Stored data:
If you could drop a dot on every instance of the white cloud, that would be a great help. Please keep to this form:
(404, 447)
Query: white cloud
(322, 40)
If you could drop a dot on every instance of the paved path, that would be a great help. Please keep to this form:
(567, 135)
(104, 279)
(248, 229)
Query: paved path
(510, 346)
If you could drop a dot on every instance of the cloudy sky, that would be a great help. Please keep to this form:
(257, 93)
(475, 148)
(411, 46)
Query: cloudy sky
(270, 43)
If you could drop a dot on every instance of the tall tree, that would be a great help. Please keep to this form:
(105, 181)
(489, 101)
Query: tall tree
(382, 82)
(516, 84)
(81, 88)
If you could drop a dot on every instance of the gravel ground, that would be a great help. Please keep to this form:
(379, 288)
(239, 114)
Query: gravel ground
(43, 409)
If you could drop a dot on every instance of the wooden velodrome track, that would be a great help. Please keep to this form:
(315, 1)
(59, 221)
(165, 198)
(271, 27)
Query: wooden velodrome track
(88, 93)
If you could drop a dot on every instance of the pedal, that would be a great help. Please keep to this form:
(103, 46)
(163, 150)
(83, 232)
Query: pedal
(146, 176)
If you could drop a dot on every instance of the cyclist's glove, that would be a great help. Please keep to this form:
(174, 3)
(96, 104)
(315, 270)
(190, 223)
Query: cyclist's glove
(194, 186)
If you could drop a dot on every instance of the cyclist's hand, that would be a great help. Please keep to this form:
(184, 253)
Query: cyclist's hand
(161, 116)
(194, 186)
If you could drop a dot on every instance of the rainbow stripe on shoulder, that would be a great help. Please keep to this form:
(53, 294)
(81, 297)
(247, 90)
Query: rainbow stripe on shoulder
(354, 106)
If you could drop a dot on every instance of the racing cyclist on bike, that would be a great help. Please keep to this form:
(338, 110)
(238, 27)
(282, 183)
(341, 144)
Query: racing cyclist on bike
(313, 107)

__Goal__
Rewrite every line of the items above as a numbered list, omitting any blank lines.

__Exercise output__
1. If you could drop a dot on every instance of the white cloud, that would be a great help. Please keep to this form:
2. (404, 447)
3. Query: white cloud
4. (322, 40)
5. If you could drop a dot on every instance of the paved path, that would be a great help. Please keep to this form:
6. (567, 135)
7. (104, 279)
8. (248, 229)
9. Query: paved path
10. (510, 346)
11. If you could drop a dot on every instance of the cloudy sky, that would be a great help. Please keep to this form:
12. (257, 93)
13. (475, 148)
14. (411, 46)
15. Query: cloudy sky
16. (270, 43)
17. If you could drop a dot on every instance of the tall tree, that would be a great help. Please keep to this form:
18. (105, 181)
19. (489, 101)
20. Query: tall tree
21. (382, 82)
22. (516, 84)
23. (81, 88)
24. If you could drop a dot on every instance of the gravel ground, that would be a great help. Please keep to this form:
25. (379, 288)
26. (239, 114)
27. Query: gravel ground
28. (43, 409)
29. If you could drop a dot on every instance of the wooden velodrome track, that would be a great help. Please keep to this form:
30. (315, 1)
31. (59, 221)
32. (165, 198)
33. (271, 27)
34. Query: wooden velodrome track
35. (88, 93)
36. If you could drop a dot on every instance of the pedal, that would be a great help. Please keep to this form:
37. (103, 46)
38. (163, 150)
39. (83, 232)
40. Query: pedal
41. (146, 176)
42. If you could drop a dot on every instance of the cyclist's glove, that would be a great help. Please keep to this form:
43. (174, 3)
44. (96, 104)
45. (315, 270)
46. (190, 223)
47. Query: cyclist's glove
48. (194, 186)
49. If you could drop a dot on every instance of the cyclist's hand, that would be a great help. Please keep to this form:
50. (184, 253)
51. Query: cyclist's hand
52. (161, 116)
53. (194, 186)
54. If you could drop a dot on every instance of the rainbow stripe on shoulder, that would be a great help. Please keep to this form:
55. (53, 294)
56. (81, 297)
57. (247, 90)
58. Query: rainbow stripe on shoulder
59. (354, 106)
60. If you could drop a dot on every instance of the racing cyclist on bike, that would be a great help. Please keep to this form:
61. (338, 110)
62. (238, 27)
63. (282, 183)
64. (341, 144)
65. Query: racing cyclist on bike
66. (313, 107)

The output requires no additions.